FRAGMENTO DEL DOCUMENTO |
== == ==

Hay un hecho que llamó mi atención ya hace muchos años cuando fui a recoger a mi hija al jardín de niños. Un grupo de infantes cantaba el himno nacional a todo pulmón. He aquí a criaturas que no saben leer y escribir pero ya son capaces de cantar un par de estrofas de nuestro himno. Este acto me chocó de alguna manera, ¿Por qué se les tiene que inocular el virus del nacionalismo a los niños a una edad tan temprana?
Por supuesto que esta situación me hizo reflexionar acerca de los alcances de nuestro contradictorio nacionalismo, hecho de vergüenza y orgullo. La guerra de independencia no generó una identidad nacional, o al menos no la definió. Fue la guerra contra Estados Unidos y sus secuelas lo que creó algo parecido a una idea de un espíritu nacional.

== == ==

DATOS DE ORIGEN |
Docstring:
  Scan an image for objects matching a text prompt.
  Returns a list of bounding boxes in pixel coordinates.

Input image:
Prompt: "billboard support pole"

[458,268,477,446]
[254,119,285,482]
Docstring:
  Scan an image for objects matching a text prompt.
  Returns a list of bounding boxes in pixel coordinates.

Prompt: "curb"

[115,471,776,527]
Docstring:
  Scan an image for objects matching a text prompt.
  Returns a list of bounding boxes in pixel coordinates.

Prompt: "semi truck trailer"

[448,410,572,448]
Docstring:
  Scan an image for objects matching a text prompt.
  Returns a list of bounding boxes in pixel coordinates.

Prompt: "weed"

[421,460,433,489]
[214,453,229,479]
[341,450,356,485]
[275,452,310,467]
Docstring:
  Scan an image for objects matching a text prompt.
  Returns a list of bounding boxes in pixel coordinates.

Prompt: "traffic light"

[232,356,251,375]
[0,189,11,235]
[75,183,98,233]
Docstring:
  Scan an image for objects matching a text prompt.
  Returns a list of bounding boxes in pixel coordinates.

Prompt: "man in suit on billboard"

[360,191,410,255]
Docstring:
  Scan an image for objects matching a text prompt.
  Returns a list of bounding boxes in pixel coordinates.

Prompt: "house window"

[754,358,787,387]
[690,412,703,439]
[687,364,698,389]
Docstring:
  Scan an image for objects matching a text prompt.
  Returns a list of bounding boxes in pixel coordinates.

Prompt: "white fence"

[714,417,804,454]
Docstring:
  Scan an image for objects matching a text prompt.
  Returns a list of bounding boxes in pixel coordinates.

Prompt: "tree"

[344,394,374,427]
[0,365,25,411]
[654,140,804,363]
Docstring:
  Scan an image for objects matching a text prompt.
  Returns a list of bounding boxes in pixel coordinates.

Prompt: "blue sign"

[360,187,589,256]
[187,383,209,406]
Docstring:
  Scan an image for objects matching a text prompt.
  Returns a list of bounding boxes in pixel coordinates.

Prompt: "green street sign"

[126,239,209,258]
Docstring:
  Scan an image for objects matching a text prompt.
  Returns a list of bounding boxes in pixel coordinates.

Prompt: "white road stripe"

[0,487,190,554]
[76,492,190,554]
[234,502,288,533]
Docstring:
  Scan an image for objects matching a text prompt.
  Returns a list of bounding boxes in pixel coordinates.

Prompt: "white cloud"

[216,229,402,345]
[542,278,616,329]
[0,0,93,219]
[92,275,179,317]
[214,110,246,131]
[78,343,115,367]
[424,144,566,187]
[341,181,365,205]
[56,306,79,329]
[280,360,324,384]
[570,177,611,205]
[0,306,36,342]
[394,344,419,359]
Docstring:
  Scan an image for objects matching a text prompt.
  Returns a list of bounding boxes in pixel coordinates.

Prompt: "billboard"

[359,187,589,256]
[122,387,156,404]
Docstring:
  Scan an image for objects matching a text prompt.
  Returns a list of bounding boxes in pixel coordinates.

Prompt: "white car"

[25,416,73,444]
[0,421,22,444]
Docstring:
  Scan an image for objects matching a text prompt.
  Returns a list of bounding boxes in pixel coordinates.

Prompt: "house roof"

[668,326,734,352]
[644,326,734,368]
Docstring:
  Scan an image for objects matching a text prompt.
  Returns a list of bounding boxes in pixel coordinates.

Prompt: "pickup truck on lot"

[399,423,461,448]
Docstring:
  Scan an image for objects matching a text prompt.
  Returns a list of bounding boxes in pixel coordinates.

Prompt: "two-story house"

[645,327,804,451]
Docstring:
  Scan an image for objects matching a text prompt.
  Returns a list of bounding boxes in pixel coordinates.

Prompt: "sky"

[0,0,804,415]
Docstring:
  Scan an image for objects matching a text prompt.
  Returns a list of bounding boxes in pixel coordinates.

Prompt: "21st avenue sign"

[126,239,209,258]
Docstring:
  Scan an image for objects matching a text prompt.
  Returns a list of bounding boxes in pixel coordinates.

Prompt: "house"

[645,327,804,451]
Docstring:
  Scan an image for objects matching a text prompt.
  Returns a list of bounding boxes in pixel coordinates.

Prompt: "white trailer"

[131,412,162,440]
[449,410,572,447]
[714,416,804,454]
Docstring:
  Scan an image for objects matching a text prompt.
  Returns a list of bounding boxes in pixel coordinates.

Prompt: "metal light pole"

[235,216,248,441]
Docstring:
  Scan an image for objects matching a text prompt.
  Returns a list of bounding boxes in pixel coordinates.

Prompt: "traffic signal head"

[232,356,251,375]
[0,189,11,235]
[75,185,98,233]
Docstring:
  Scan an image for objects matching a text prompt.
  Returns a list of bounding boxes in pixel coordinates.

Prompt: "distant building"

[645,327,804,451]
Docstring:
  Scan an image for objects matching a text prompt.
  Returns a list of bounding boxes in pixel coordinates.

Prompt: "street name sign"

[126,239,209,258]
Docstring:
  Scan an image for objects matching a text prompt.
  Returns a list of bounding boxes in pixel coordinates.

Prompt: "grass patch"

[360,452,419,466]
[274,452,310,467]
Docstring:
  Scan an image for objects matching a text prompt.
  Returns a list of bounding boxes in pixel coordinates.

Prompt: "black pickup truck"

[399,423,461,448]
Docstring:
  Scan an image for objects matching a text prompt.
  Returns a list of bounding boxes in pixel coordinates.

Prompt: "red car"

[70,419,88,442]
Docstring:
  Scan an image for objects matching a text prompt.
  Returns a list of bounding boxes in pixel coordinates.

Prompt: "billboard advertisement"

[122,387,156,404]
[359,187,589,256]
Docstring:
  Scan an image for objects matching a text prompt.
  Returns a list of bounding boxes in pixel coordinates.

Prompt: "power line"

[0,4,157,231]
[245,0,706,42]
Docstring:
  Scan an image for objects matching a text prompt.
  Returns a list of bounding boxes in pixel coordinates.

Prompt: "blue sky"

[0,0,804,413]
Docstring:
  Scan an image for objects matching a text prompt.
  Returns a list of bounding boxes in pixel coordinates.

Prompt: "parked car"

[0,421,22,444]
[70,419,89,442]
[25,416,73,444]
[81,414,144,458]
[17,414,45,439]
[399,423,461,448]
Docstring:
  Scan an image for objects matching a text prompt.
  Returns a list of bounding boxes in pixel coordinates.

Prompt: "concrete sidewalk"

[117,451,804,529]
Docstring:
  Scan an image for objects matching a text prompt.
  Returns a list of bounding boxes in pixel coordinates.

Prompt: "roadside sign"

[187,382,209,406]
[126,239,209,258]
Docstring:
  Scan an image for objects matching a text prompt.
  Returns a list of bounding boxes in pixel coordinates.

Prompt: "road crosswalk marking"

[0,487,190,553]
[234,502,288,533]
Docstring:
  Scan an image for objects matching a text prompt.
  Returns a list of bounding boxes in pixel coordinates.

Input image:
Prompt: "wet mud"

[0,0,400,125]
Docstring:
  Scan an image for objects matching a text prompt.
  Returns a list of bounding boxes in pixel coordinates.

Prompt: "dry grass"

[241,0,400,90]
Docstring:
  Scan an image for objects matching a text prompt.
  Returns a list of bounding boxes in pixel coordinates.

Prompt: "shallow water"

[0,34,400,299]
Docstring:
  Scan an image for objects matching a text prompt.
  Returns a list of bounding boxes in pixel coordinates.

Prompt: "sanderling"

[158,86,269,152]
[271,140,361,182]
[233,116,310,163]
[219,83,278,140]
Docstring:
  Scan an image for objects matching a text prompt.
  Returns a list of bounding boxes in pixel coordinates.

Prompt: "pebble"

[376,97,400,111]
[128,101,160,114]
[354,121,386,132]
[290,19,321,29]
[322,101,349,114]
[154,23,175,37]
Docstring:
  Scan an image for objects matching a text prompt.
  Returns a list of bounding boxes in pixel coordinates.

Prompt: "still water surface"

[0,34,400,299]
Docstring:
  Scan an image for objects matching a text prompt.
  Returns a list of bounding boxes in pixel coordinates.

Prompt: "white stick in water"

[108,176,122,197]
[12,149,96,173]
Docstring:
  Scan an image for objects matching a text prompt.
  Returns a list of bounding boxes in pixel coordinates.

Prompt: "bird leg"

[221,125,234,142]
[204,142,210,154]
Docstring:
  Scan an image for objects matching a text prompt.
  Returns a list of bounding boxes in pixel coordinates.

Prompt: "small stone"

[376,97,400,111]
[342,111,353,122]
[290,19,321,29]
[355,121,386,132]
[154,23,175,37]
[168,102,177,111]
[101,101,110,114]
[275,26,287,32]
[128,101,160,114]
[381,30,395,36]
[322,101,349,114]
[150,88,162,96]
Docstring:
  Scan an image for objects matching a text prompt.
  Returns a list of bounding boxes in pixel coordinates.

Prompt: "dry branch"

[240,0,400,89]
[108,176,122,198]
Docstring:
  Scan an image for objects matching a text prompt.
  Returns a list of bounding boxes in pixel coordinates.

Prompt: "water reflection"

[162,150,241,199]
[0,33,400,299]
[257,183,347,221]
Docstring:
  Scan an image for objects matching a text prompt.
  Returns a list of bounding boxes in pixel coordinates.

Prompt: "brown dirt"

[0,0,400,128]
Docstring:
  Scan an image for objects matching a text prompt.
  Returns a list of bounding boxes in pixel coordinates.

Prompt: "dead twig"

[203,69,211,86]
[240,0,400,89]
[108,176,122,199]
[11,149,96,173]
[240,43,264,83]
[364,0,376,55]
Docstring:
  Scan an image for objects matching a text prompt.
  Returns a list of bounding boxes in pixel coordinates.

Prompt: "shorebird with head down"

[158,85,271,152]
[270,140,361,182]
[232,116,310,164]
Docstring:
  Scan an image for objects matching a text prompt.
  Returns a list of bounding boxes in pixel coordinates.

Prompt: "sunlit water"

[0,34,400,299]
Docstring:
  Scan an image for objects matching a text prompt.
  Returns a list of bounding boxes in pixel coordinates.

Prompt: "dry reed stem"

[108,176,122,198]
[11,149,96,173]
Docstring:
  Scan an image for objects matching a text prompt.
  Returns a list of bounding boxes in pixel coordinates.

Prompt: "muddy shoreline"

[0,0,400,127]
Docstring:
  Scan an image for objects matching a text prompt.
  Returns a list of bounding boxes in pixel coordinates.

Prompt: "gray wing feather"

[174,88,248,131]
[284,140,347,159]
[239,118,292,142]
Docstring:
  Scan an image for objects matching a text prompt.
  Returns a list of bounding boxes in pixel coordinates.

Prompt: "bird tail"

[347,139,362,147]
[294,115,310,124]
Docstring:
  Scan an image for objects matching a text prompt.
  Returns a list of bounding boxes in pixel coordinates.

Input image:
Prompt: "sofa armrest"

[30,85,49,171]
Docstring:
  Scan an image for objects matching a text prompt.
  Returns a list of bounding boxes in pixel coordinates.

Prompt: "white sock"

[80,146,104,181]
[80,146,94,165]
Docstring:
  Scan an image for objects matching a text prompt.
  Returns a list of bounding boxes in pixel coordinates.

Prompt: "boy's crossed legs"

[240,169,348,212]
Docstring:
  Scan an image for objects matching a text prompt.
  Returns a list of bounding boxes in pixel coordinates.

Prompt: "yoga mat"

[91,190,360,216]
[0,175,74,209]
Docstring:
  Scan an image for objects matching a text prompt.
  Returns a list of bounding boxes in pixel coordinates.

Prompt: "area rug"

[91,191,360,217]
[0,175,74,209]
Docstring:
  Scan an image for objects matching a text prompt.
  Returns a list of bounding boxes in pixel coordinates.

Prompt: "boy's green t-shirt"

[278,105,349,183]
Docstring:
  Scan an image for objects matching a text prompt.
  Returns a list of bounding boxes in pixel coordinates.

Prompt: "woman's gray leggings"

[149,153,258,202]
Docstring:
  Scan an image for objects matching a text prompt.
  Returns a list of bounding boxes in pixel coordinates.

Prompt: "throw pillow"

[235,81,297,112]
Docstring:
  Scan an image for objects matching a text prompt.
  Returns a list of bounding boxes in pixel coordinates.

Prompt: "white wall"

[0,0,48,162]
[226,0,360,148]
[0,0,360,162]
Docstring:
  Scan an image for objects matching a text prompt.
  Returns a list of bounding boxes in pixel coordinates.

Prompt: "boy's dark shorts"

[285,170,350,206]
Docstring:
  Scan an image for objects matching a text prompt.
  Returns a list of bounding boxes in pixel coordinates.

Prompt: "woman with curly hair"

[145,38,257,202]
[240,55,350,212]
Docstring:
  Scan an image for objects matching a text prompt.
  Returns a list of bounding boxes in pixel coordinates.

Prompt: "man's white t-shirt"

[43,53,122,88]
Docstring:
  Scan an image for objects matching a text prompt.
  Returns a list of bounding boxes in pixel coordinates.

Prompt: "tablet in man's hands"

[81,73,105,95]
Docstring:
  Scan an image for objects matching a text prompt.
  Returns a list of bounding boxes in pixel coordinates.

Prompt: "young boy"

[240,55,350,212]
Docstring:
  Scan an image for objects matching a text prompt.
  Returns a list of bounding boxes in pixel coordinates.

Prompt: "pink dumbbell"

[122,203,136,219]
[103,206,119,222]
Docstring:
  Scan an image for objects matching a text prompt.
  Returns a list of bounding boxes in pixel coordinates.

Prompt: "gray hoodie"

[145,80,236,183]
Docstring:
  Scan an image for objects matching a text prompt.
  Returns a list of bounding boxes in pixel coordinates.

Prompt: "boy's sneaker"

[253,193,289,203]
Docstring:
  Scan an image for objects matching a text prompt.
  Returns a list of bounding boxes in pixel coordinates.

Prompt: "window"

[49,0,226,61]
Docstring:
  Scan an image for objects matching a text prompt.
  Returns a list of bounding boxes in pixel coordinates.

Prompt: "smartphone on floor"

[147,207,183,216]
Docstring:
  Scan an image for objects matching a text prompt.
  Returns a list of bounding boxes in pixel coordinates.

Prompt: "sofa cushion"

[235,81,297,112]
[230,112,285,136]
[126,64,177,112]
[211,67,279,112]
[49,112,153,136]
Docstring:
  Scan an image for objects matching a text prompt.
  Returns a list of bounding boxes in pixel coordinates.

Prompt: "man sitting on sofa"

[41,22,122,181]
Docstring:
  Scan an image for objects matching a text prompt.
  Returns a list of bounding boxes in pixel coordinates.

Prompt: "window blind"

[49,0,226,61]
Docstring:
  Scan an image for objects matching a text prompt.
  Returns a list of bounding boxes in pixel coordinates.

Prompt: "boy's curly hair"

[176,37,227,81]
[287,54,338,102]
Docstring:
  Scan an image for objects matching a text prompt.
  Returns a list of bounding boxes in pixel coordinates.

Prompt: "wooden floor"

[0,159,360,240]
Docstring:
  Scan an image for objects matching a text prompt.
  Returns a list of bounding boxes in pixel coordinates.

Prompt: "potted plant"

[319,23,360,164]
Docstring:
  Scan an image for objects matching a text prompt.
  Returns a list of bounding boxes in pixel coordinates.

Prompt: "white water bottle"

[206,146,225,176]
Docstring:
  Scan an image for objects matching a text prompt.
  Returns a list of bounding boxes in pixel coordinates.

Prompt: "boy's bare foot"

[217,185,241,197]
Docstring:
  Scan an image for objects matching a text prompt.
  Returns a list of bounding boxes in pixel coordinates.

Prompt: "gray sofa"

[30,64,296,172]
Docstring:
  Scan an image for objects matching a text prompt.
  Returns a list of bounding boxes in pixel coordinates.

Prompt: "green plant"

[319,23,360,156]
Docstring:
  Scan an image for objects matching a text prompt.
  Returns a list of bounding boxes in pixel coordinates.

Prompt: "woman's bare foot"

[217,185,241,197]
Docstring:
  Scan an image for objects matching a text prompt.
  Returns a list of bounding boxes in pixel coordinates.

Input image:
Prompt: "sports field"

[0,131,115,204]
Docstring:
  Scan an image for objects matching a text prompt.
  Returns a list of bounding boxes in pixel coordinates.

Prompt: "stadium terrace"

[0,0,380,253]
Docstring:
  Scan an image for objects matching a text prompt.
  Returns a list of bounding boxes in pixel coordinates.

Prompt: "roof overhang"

== == ==

TAREAS |
**A)** Transcribe, por favor, el fragmento sobre el nacionalismo, comenzando con "Hay un hecho" y siguiendo hasta "un espíritu nacional.".
**B)** Según el fragmento sobre el nacionalismo, ¿qué creó algo parecido a una idea de un espíritu nacional?
**C)** Indica si cada afirmación coincide con el fragmento sobre el nacionalismo y cita las palabras que lo deciden: (i) La guerra de independencia definió una identidad nacional. (ii) El nacionalismo se describe como hecho de vergüenza y orgullo. (iii) Los infantes cantaban el himno nacional en voz baja.

PROBLEMAS RESUELTOS |
**A)**
Hay un hecho que llamó mi atención ya hace muchos años cuando fui a recoger a mi hija al jardín de niños. Un grupo de infantes cantaba el himno nacional a todo pulmón. He aquí a criaturas que no saben leer y escribir pero ya son capaces de cantar un par de estrofas de nuestro himno. Este acto me chocó de alguna manera, ¿Por qué se les tiene que inocular el virus del nacionalismo a los niños a una edad tan temprana?
Por supuesto que esta situación me hizo reflexionar acerca de los alcances de nuestro contradictorio nacionalismo, hecho de vergüenza y orgullo. La guerra de independencia no generó una identidad nacional, o al menos no la definió. Fue la guerra contra Estados Unidos y sus secuelas lo que creó algo parecido a una idea de un espíritu nacional.

**B)** La guerra contra Estados Unidos y sus secuelas.

**C)**
(i) No: "La guerra de independencia no generó una identidad nacional, o al menos no la definió."
(ii) Sí: "nuestro contradictorio nacionalismo, hecho de vergüenza y orgullo"
(iii) No: "Un grupo de infantes cantaba el himno nacional a todo pulmón."